§ **Objective**
Make an exact copy of each entry, leaving out every picture.

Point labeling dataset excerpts
########################################

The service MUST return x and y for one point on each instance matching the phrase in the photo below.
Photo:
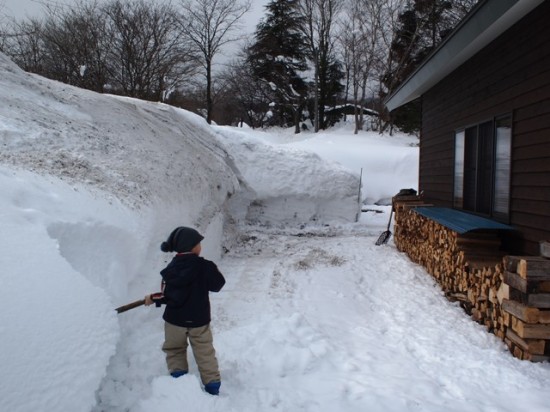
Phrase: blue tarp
(458, 220)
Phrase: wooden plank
(540, 300)
(530, 331)
(534, 268)
(524, 285)
(533, 346)
(503, 292)
(520, 311)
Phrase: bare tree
(75, 43)
(149, 57)
(367, 36)
(320, 18)
(210, 25)
(23, 43)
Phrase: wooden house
(485, 170)
(485, 137)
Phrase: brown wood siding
(510, 76)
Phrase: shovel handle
(129, 306)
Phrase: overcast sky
(24, 8)
(21, 9)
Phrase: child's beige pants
(175, 347)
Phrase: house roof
(487, 20)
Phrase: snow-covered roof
(488, 20)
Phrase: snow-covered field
(313, 317)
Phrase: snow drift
(140, 169)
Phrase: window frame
(477, 168)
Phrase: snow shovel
(385, 236)
(129, 306)
(155, 297)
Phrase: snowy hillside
(90, 185)
(314, 316)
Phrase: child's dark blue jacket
(188, 280)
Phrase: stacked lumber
(510, 296)
(526, 306)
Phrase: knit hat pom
(165, 247)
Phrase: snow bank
(58, 326)
(291, 186)
(389, 163)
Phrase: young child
(187, 281)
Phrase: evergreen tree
(423, 24)
(277, 57)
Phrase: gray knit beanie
(181, 240)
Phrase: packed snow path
(327, 321)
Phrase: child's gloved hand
(154, 298)
(148, 300)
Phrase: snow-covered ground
(313, 317)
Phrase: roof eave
(488, 20)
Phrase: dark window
(482, 168)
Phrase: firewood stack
(526, 306)
(472, 269)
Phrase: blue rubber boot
(213, 388)
(178, 373)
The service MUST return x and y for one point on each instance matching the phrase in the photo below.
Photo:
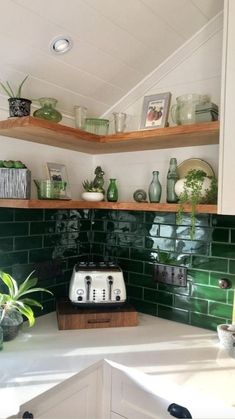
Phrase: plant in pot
(92, 192)
(196, 188)
(18, 106)
(15, 304)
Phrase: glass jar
(155, 188)
(172, 177)
(112, 191)
(47, 110)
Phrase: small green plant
(90, 187)
(9, 90)
(194, 194)
(15, 299)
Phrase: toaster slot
(110, 285)
(88, 286)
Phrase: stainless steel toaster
(94, 284)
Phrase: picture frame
(57, 171)
(155, 111)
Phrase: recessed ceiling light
(61, 44)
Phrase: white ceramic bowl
(92, 196)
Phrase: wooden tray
(72, 317)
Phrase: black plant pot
(19, 107)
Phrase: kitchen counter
(43, 356)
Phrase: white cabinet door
(131, 400)
(226, 199)
(77, 397)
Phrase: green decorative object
(112, 192)
(155, 188)
(172, 177)
(47, 110)
(16, 304)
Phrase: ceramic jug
(184, 112)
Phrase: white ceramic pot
(179, 186)
(92, 196)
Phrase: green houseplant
(18, 106)
(196, 188)
(92, 192)
(15, 304)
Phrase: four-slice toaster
(94, 284)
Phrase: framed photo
(56, 171)
(155, 111)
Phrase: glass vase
(47, 110)
(112, 191)
(155, 188)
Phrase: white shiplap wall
(200, 72)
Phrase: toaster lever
(110, 280)
(88, 286)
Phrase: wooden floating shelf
(41, 131)
(125, 206)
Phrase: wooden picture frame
(155, 111)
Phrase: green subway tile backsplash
(46, 239)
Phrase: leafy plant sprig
(193, 195)
(89, 186)
(9, 90)
(16, 300)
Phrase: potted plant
(92, 192)
(16, 304)
(18, 106)
(196, 188)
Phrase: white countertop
(42, 356)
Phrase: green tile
(160, 217)
(133, 291)
(142, 280)
(158, 297)
(223, 221)
(191, 304)
(44, 227)
(223, 250)
(221, 235)
(209, 293)
(14, 229)
(28, 242)
(216, 276)
(6, 244)
(174, 314)
(131, 266)
(199, 277)
(143, 307)
(11, 258)
(160, 242)
(209, 263)
(206, 322)
(40, 255)
(29, 215)
(6, 214)
(141, 254)
(221, 310)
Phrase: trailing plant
(194, 194)
(15, 299)
(9, 90)
(89, 186)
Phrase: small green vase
(47, 110)
(112, 192)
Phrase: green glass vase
(47, 110)
(112, 191)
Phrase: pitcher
(184, 112)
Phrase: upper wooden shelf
(40, 131)
(125, 206)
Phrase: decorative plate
(197, 164)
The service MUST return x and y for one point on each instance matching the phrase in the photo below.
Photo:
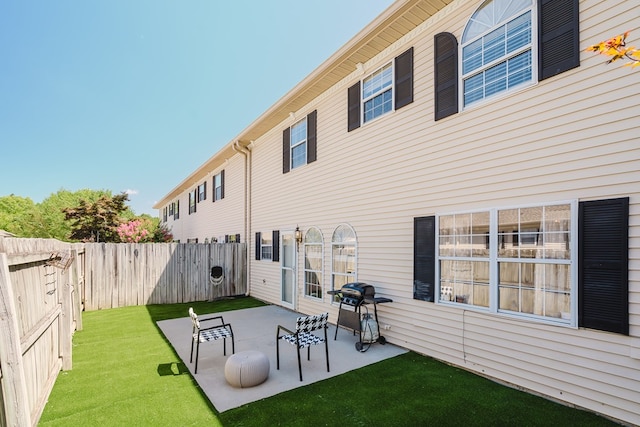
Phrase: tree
(52, 223)
(17, 214)
(616, 47)
(97, 221)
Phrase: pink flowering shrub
(134, 231)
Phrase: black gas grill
(354, 299)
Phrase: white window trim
(305, 269)
(263, 246)
(354, 274)
(217, 179)
(297, 144)
(494, 261)
(508, 92)
(392, 88)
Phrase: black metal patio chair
(199, 334)
(303, 337)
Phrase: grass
(125, 373)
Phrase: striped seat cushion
(212, 334)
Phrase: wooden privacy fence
(45, 284)
(39, 311)
(120, 275)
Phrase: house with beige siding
(476, 166)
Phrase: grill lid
(358, 290)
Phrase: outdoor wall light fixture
(298, 235)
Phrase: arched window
(313, 260)
(497, 50)
(343, 256)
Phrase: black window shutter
(286, 150)
(258, 245)
(558, 37)
(404, 79)
(312, 125)
(603, 264)
(446, 75)
(424, 258)
(221, 184)
(276, 245)
(354, 107)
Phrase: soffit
(395, 22)
(398, 20)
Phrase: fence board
(126, 274)
(41, 301)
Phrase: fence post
(76, 282)
(16, 399)
(66, 320)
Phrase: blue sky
(134, 95)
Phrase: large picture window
(497, 49)
(313, 260)
(517, 260)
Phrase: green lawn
(126, 374)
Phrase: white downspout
(246, 152)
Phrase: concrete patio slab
(255, 329)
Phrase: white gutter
(245, 150)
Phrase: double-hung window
(218, 186)
(518, 261)
(202, 192)
(193, 195)
(266, 247)
(343, 257)
(377, 93)
(386, 89)
(313, 260)
(299, 143)
(497, 49)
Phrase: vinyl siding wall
(214, 219)
(570, 137)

########################################

§ **Result of this task**
The service MUST return x and y for one point on each instance matching the phrase in the photo below.
Photo:
Phrase: blue tarp
(458, 220)
Phrase: wooden plank
(540, 300)
(530, 331)
(534, 268)
(524, 285)
(533, 346)
(503, 292)
(520, 311)
Phrase: bare tree
(75, 43)
(149, 57)
(367, 36)
(320, 18)
(210, 25)
(23, 43)
Phrase: wooden house
(485, 170)
(485, 137)
Phrase: brown wood siding
(510, 76)
Phrase: shovel handle
(129, 306)
Phrase: overcast sky
(24, 8)
(21, 9)
Phrase: child's beige pants
(175, 347)
Phrase: house roof
(487, 20)
Phrase: snow-covered roof
(488, 20)
Phrase: snow-covered field
(313, 317)
Phrase: snow drift
(140, 169)
Phrase: window frame
(477, 168)
Phrase: snow shovel
(385, 236)
(129, 306)
(155, 297)
Phrase: snowy hillside
(90, 185)
(314, 316)
Phrase: child's dark blue jacket
(188, 280)
Phrase: stacked lumber
(510, 296)
(526, 306)
Phrase: knit hat pom
(165, 247)
Phrase: snow bank
(58, 326)
(291, 186)
(389, 163)
Phrase: young child
(187, 281)
Phrase: evergreen tree
(423, 24)
(277, 57)
Phrase: gray knit beanie
(181, 240)
Phrase: packed snow path
(327, 321)
Phrase: child's gloved hand
(154, 298)
(148, 300)
Phrase: snow-covered ground
(313, 317)
Phrase: roof eave
(488, 20)
Phrase: dark window
(482, 168)
Phrase: firewood stack
(526, 306)
(472, 269)
Phrase: blue rubber boot
(213, 388)
(178, 373)
The service MUST return x and y for one point on each instance matching the phrase in the photo below.
Photo:
Phrase: plant in pot
(92, 192)
(196, 188)
(18, 106)
(15, 304)
Phrase: glass jar
(155, 188)
(172, 177)
(112, 191)
(47, 110)
Phrase: small green plant
(90, 187)
(9, 90)
(194, 194)
(15, 299)
Phrase: toaster slot
(110, 285)
(88, 286)
Phrase: stainless steel toaster
(94, 284)
Phrase: picture frame
(57, 171)
(155, 111)
Phrase: recessed ceiling light
(61, 44)
Phrase: white ceramic bowl
(92, 196)
Phrase: wooden tray
(72, 317)
Phrase: black plant pot
(19, 107)
Phrase: kitchen counter
(43, 356)
Phrase: white cabinet door
(131, 400)
(226, 199)
(77, 397)
Phrase: green decorative object
(112, 192)
(155, 188)
(172, 177)
(47, 110)
(16, 304)
Phrase: ceramic jug
(184, 112)
Phrase: white ceramic pot
(179, 186)
(92, 196)
Phrase: green houseplant
(18, 106)
(196, 188)
(92, 192)
(15, 304)
Phrase: four-slice toaster
(94, 284)
Phrase: framed photo
(56, 171)
(155, 111)
Phrase: glass vase
(47, 110)
(112, 191)
(155, 188)
Phrase: white shiplap wall
(200, 72)
Phrase: toaster lever
(110, 280)
(88, 286)
Phrase: wooden floating shelf
(41, 131)
(125, 206)
Phrase: wooden picture frame
(155, 111)
Phrase: green subway tile backsplash
(46, 239)
Phrase: leafy plant sprig
(193, 195)
(89, 186)
(9, 90)
(16, 300)
Phrase: potted plant
(92, 192)
(16, 304)
(18, 106)
(196, 188)
Phrase: white countertop
(42, 356)
Phrase: green tile
(160, 217)
(133, 291)
(142, 280)
(158, 297)
(223, 221)
(191, 304)
(44, 227)
(223, 250)
(221, 235)
(209, 293)
(14, 229)
(28, 242)
(216, 276)
(6, 244)
(174, 314)
(131, 266)
(199, 277)
(143, 307)
(11, 258)
(160, 242)
(209, 263)
(206, 322)
(40, 255)
(29, 215)
(6, 214)
(141, 254)
(221, 310)
Phrase: trailing plant
(194, 194)
(15, 299)
(9, 90)
(89, 186)
Phrase: small green vase
(47, 110)
(112, 192)
Phrase: green glass vase
(47, 110)
(112, 191)
Phrase: pitcher
(184, 112)
Phrase: upper wooden shelf
(40, 131)
(125, 206)
Phrase: decorative plate
(197, 164)
The service MUST return x and y for one point on each instance matching the phrase in the photo below.
Photo:
Phrase: tree
(52, 223)
(17, 214)
(616, 47)
(97, 221)
Phrase: pink flowering shrub
(134, 231)
Phrase: black gas grill
(354, 299)
Phrase: white window trim
(305, 269)
(263, 246)
(354, 274)
(217, 179)
(297, 144)
(494, 261)
(508, 92)
(392, 88)
Phrase: black metal patio chair
(199, 334)
(303, 337)
Phrase: grass
(125, 373)
Phrase: striped seat cushion
(212, 334)
Phrase: wooden privacy fence
(45, 284)
(39, 311)
(120, 275)
Phrase: house with beige siding
(476, 166)
Phrase: grill lid
(358, 290)
Phrase: outdoor wall light fixture
(298, 235)
Phrase: arched window
(313, 260)
(497, 50)
(343, 256)
Phrase: black window shutter
(286, 150)
(258, 245)
(558, 37)
(404, 79)
(312, 125)
(603, 264)
(446, 75)
(424, 258)
(221, 184)
(276, 245)
(354, 107)
Phrase: soffit
(395, 22)
(398, 20)
Phrase: fence board
(126, 274)
(41, 301)
Phrase: fence post
(76, 282)
(16, 399)
(66, 320)
Phrase: blue sky
(134, 95)
Phrase: large picture window
(497, 49)
(313, 260)
(517, 260)
Phrase: green lawn
(126, 374)
Phrase: white downspout
(246, 152)
Phrase: concrete patio slab
(255, 329)
Phrase: white gutter
(245, 150)
Phrase: double-hung window
(218, 186)
(518, 261)
(202, 192)
(193, 195)
(266, 247)
(343, 257)
(377, 93)
(386, 89)
(313, 260)
(299, 143)
(497, 49)
Phrase: vinyl siding wall
(214, 219)
(570, 137)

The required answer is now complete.